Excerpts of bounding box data
::::::

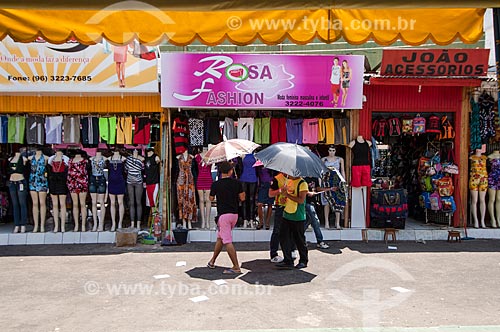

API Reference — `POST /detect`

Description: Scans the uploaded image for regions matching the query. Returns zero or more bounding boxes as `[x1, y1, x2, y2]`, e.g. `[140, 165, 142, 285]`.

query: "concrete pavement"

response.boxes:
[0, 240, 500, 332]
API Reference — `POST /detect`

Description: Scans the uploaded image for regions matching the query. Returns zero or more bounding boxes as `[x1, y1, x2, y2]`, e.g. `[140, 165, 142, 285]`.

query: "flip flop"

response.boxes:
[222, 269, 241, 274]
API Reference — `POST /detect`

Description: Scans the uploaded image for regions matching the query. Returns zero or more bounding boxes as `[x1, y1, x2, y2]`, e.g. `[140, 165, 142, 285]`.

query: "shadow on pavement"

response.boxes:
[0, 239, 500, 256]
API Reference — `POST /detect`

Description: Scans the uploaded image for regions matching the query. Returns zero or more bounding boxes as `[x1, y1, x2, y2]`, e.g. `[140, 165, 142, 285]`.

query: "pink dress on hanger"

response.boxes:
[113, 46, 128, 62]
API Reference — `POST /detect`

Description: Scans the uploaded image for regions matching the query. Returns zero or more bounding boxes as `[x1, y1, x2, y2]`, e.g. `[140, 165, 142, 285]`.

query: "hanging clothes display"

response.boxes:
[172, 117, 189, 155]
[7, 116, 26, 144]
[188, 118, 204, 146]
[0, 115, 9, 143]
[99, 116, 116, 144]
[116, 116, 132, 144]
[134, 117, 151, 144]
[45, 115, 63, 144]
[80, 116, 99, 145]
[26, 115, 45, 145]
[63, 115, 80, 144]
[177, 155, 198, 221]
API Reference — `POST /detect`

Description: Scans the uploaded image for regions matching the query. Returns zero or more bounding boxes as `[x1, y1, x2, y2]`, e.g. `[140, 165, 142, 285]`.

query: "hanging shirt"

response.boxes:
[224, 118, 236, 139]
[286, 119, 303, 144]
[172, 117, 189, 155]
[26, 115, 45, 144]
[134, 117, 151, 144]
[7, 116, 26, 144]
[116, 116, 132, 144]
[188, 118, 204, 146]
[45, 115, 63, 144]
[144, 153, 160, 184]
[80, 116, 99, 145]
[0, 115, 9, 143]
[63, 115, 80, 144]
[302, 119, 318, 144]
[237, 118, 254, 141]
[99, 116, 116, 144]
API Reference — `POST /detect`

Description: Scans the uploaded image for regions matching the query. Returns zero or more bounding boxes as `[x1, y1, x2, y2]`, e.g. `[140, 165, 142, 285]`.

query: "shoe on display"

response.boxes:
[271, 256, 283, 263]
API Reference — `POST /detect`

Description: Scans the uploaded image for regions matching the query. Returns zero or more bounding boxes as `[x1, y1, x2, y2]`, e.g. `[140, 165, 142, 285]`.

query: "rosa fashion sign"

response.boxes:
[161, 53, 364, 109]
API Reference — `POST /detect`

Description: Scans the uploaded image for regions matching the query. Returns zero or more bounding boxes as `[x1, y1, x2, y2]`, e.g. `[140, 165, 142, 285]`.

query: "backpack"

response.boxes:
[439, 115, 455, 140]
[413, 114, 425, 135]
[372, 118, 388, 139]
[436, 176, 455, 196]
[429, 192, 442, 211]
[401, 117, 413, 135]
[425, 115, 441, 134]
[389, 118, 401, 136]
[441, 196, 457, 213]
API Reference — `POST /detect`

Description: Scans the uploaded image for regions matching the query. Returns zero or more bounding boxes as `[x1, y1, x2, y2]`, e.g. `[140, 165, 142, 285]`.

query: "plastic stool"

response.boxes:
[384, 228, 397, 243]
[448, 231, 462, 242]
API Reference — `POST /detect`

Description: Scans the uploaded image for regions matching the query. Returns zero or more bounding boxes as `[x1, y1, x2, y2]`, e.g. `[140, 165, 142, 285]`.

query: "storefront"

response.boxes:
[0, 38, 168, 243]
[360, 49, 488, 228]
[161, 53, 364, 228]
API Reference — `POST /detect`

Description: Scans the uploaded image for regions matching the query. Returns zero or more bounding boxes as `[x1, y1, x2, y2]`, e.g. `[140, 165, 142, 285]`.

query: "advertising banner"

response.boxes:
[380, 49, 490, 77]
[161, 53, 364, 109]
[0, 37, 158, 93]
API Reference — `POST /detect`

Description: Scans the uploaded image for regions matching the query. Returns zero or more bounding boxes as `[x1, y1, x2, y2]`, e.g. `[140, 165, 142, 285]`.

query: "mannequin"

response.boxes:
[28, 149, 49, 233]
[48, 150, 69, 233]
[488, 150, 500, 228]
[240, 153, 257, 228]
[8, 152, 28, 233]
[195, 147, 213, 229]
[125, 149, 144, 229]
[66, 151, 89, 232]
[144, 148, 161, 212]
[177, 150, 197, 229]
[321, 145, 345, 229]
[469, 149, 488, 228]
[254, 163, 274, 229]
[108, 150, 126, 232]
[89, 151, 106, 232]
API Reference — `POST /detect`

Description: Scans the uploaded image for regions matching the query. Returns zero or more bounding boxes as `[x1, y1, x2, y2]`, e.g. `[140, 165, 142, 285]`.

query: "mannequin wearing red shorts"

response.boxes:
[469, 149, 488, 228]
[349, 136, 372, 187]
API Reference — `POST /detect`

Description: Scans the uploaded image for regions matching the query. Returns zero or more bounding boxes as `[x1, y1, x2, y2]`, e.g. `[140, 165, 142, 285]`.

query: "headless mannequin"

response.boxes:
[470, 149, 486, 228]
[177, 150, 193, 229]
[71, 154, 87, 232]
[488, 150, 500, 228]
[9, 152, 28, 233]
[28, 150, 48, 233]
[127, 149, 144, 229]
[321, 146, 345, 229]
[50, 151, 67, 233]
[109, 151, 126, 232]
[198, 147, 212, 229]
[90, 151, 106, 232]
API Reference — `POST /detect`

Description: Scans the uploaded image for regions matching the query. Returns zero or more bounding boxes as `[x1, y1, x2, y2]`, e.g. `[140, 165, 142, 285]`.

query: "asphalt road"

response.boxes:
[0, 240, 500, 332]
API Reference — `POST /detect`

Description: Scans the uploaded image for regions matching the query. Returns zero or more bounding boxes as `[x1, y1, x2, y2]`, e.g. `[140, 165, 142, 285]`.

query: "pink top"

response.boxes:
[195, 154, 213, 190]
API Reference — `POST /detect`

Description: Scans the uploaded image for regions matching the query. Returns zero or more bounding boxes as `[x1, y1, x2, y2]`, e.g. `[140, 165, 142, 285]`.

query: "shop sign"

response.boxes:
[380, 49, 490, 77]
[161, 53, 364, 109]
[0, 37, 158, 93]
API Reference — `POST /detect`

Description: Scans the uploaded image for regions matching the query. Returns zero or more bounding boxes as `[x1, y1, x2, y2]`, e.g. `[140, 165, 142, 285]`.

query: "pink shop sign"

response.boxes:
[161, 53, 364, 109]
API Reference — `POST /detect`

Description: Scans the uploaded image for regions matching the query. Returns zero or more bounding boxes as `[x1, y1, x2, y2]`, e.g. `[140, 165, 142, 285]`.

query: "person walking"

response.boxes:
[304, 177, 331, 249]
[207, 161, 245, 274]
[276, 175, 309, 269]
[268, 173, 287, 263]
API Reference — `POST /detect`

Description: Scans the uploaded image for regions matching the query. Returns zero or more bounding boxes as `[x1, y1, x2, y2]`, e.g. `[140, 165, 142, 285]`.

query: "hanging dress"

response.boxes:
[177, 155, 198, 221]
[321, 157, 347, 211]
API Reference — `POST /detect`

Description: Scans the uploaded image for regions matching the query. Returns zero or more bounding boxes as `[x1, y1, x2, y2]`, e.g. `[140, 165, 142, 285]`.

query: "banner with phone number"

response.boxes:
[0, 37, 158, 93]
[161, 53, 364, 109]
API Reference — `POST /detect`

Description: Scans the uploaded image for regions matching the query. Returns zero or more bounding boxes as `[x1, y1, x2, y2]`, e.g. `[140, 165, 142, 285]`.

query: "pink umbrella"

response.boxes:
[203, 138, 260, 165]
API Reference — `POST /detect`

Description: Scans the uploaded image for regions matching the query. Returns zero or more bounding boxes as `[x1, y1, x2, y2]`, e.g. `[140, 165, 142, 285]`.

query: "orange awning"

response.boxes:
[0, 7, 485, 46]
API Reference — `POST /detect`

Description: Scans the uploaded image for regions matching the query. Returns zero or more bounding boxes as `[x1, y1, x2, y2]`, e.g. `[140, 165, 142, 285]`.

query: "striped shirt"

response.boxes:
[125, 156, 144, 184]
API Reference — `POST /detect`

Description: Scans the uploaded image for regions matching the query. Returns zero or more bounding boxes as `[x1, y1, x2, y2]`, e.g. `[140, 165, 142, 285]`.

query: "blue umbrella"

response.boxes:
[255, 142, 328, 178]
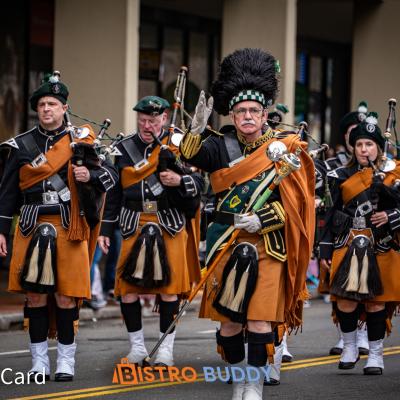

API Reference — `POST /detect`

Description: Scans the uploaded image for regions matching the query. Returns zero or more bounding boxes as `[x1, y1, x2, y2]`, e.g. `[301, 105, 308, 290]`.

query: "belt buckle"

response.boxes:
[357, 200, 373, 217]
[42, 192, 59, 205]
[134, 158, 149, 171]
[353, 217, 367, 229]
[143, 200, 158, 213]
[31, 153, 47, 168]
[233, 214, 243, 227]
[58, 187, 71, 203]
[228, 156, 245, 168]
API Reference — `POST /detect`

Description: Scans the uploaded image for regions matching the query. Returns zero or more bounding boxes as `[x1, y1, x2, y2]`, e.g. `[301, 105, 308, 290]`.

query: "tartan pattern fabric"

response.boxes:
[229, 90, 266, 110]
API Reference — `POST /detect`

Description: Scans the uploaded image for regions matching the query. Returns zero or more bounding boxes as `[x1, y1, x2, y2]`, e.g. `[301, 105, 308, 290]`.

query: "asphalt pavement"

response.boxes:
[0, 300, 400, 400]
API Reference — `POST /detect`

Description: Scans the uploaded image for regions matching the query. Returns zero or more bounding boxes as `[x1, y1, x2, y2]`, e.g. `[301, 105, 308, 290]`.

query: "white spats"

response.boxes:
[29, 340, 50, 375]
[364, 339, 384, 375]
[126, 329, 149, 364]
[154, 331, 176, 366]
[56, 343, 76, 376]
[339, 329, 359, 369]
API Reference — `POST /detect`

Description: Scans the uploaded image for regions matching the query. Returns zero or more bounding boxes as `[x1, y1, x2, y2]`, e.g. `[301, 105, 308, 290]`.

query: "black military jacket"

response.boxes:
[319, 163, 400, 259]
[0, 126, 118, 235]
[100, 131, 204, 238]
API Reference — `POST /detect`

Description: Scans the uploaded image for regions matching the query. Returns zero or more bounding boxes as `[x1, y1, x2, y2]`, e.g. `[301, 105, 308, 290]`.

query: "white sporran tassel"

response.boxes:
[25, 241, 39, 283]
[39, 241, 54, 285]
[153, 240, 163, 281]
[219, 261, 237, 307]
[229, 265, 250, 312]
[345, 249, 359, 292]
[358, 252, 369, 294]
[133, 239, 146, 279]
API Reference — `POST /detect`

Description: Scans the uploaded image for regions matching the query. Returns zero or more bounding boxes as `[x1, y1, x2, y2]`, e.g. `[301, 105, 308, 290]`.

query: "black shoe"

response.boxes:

::::::

Exercise prompt
Gather every line in the records above that contains the string "shoe", and note that case counts.

Result for this task
query: "shoe on display"
query: "black shoe"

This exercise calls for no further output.